A mano a mano che il conflitto ucraino procede, si moltiplicano esponenzialmente le testimonianze dei crimini attuati dalle armate russe. Cécile Coudriou, presidentessa di Amnesty International France ha dichiarato a bmftv:

“Le testimonianze, se comprovate, segnalano ciò che possiamo chiamare dei crimini di guerra secondo il diritto internazionale, poiché si parla di stupri, torture, omicidi volontari contro dei civili”.

Krystyna Kacpura, direttrice della Federazione per le donne e la pianificazione familiare, in un’intervista rilasciata a Vice ha riportato che dall’inizio della guerra la sua organizzazione ha ricevuto circa 300 contatti da donne ucraine in tema di aborto. Si tratta di una media di 10 donne al giorno. Proprio per rispondere a tale richiesta, esiste ora una linea a ciò specificamente dedicata, con l’aiuto di un ginecologo ucraino, anch’egli fuggitivo.

La situazione in Polonia e il diritto di abortire negato alle donne violentate

Le donne ucraine di ogni età sono quindi attualmente sempre più frequentemente a rischio di gravidanze non pianificate. Per questo motivo, le Ong come Abortion Without Borders ricevono sempre più richieste di aiuto. La nazione polacca ha accolto circa 2,5 milioni di rifugiati dall’inizio del conflitto, ma in Polonia l’aborto viene spesso negato alle donne ucraine violentate dai soldati russi. Il parlamentare olandese Kim van Sparrentak ha infatti commentato:

“I soldati russi stanno usando la violenza sessuale come arma di guerra. Alcune delle vittime vogliono abortire al loro arrivo in Polonia. Altre vogliono interrompere la loro gravidanza perché sono finite in una situazione precaria a causa della guerra. Invece dell’aiuto, ora incontrano la resistenza delle autorità polacche”.

_Blocco dati:_
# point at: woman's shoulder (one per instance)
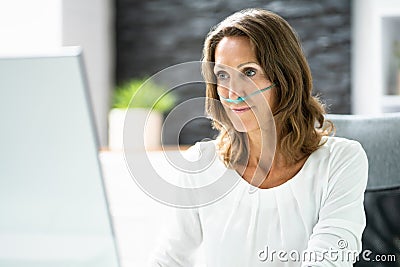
(339, 146)
(202, 150)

_Elenco compiti:_
1 - Secondo il testo sulla guerra in Ucraina, quanti rifugiati ha accolto la Polonia dall'inizio del conflitto?
2 - Riscrivi in forma più breve il paragrafo del testo sulla guerra in Ucraina che comincia con "Krystyna Kacpura, direttrice della Federazione", conservandone i fatti principali.
3 - Prosegui il testo sulla guerra in Ucraina a partire dalla sua ultima frase.

_Risposte in ordine:_
1 - Circa 2,5 milioni.

2 - Krystyna Kacpura, direttrice della Federazione per le donne e la pianificazione familiare, ha detto a Vice che dall'inizio della guerra la sua organizzazione ha ricevuto circa 300 contatti di donne ucraine sull'aborto, in media 10 al giorno. Per rispondere a queste richieste è ora attiva una linea dedicata, con l'aiuto di un ginecologo ucraino anch'egli fuggito.

3 -
L’Unfpa (agenzia delle Nazioni Unite che si occupa di salute sessuale) riporta che il 20% delle donne rifugiate ha già subito violenze carnali in conflitti precedenti. Il tema degli stupri sulle donne è infatti una delle più sistematiche e ricorrenti oscenità portate dalla guerra; in questo caso si ha al contempo la necessità di salvaguardare gli attivisti che si spendono per garantire tali diritti.

In questo quadro, è stato richiesto esplicitamente aiuto alla Commissione Europea. Sarà fondamentale trovare una soluzione per permettere che le donne vittime di violenza transitino agilmente in paesi europei disposti a offrire loro un effettivo supporto. È questo uno di quei casi in cui il frutto di crimini umani (e di guerra) deve essere contrastato con giuste prese di posizione di ordine morale: d’altronde quale morale potrebbe mai essere degna di tale nome, altrimenti?